-------- Source passage
Lithium used to be a frequent headline-hogger when the EV revolution first began, with all sorts of analysts expecting the metal’s price to skyrocket as the world wanted in on emission-free vehicles. This hasn’t happened yet, and lithium has recently become just one more commodity to suffer a price slump because of the coronavirus, which appears to have hit demand for everything. But things may be about to change.
Lithium prices are once again poised for a rally in the next few years, according to analysts, and this is because EV sales are expected to jump, driven by the so-called green recovery plans of, for now, the European Union.
At the moment, things are not good for EVs and, therefore, for lithium bulls. Sales of electric vehicles could crash by 43 percent this year, in line with the expected trends in overall car sales because of the pandemic. In January alone, sales of EVs in China took a 54-percent plunge amid the lockdown. In May, the latest month with data available, overall sales in the biggest EV market in the world registered a sharp rebound, with SUVs performing particularly well.
----------------
-------- Listed records
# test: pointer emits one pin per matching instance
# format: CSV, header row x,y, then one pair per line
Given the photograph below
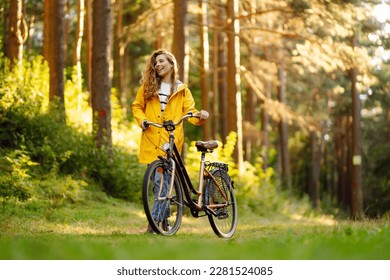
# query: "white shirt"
x,y
163,93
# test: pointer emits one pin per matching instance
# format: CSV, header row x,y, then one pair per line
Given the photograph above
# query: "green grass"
x,y
113,229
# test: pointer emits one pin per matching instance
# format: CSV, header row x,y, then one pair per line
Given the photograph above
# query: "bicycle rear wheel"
x,y
165,214
223,220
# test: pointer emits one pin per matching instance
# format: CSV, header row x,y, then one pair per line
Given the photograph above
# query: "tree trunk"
x,y
180,47
78,40
88,35
204,64
234,80
101,87
220,76
314,186
16,32
356,183
121,48
264,124
283,130
54,52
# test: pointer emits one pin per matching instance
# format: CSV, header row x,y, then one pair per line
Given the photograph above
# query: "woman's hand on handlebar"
x,y
203,115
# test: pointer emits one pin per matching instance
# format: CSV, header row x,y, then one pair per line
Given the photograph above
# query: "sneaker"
x,y
165,225
150,230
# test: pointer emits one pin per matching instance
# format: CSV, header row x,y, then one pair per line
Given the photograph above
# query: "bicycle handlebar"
x,y
167,124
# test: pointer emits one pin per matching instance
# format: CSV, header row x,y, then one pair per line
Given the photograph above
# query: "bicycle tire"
x,y
173,206
223,220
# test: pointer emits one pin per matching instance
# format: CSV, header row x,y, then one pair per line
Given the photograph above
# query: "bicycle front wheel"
x,y
163,206
223,219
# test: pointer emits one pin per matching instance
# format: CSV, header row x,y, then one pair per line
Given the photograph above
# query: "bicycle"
x,y
166,180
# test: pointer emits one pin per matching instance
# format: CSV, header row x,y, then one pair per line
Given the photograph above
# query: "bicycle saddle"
x,y
204,146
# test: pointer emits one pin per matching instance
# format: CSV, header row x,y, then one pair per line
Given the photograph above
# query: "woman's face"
x,y
162,66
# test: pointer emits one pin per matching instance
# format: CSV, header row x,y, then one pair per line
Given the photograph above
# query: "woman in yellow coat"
x,y
160,98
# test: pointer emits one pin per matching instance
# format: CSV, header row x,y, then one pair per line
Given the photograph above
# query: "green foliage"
x,y
14,177
47,158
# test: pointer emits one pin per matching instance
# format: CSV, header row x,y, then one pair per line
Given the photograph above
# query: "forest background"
x,y
298,94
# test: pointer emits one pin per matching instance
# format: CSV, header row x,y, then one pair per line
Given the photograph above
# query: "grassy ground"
x,y
113,229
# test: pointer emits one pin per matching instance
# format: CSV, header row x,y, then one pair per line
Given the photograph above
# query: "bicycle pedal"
x,y
222,214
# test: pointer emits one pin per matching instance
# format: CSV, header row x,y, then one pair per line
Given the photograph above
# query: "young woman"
x,y
162,97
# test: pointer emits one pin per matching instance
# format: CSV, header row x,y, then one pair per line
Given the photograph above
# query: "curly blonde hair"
x,y
151,80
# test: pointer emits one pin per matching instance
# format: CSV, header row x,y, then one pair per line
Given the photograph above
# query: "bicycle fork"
x,y
162,181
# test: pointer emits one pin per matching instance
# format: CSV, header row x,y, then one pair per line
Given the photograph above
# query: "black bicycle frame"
x,y
185,182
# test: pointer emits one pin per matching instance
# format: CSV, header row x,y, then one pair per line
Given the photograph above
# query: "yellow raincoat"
x,y
180,103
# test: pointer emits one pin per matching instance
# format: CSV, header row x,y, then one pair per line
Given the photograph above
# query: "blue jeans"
x,y
160,210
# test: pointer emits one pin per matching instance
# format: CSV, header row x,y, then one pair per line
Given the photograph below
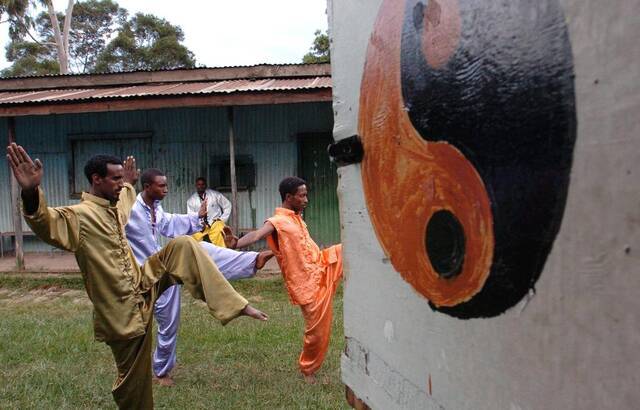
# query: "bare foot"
x,y
310,378
262,258
254,313
166,380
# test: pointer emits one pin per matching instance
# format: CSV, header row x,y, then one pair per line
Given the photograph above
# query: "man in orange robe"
x,y
311,275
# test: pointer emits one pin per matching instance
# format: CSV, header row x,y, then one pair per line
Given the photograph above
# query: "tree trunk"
x,y
62,42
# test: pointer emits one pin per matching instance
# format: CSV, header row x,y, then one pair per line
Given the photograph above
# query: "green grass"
x,y
50,360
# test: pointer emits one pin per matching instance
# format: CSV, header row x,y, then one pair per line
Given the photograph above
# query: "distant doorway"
x,y
322,215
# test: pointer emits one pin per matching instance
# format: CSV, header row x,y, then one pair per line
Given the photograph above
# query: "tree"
x,y
94,33
22,24
146,42
319,51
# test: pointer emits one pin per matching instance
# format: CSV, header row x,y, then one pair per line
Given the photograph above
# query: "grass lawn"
x,y
50,360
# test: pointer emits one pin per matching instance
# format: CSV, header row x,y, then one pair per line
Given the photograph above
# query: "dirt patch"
x,y
40,295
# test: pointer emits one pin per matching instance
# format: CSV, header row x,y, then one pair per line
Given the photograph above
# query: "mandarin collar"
x,y
97,200
144,204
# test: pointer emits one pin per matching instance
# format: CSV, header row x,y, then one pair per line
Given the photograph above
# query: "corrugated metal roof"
x,y
169,89
149,70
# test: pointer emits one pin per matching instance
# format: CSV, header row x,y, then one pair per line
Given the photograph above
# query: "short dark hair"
x,y
149,174
98,165
290,185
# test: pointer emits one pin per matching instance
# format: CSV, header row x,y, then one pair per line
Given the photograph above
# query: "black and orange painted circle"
x,y
439,163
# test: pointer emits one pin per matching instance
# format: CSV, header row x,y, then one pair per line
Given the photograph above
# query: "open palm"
x,y
28,173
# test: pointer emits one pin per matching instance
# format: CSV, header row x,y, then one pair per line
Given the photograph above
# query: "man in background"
x,y
217,215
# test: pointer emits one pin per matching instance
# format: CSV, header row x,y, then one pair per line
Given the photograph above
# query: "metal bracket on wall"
----------------
[Apply what you read]:
- a) According to the text on lithium prices, by what percentage did EV sales in China fall in January?
- b) Render this sentence from the text on lithium prices into Spanish: "In January alone, sales of EVs in China took a 54-percent plunge amid the lockdown."
- c) Copy the stretch of the text on lithium prices from "Lithium used to" through "the European Union.".

[Your written answers]:
- a) 54 percent.

- b) Solo en enero, las ventas de vehículos eléctricos en China se desplomaron un 54 por ciento en medio del confinamiento.

- c)
Lithium used to be a frequent headline-hogger when the EV revolution first began, with all sorts of analysts expecting the metal’s price to skyrocket as the world wanted in on emission-free vehicles. This hasn’t happened yet, and lithium has recently become just one more commodity to suffer a price slump because of the coronavirus, which appears to have hit demand for everything. But things may be about to change.
Lithium prices are once again poised for a rally in the next few years, according to analysts, and this is because EV sales are expected to jump, driven by the so-called green recovery plans of, for now, the European Union.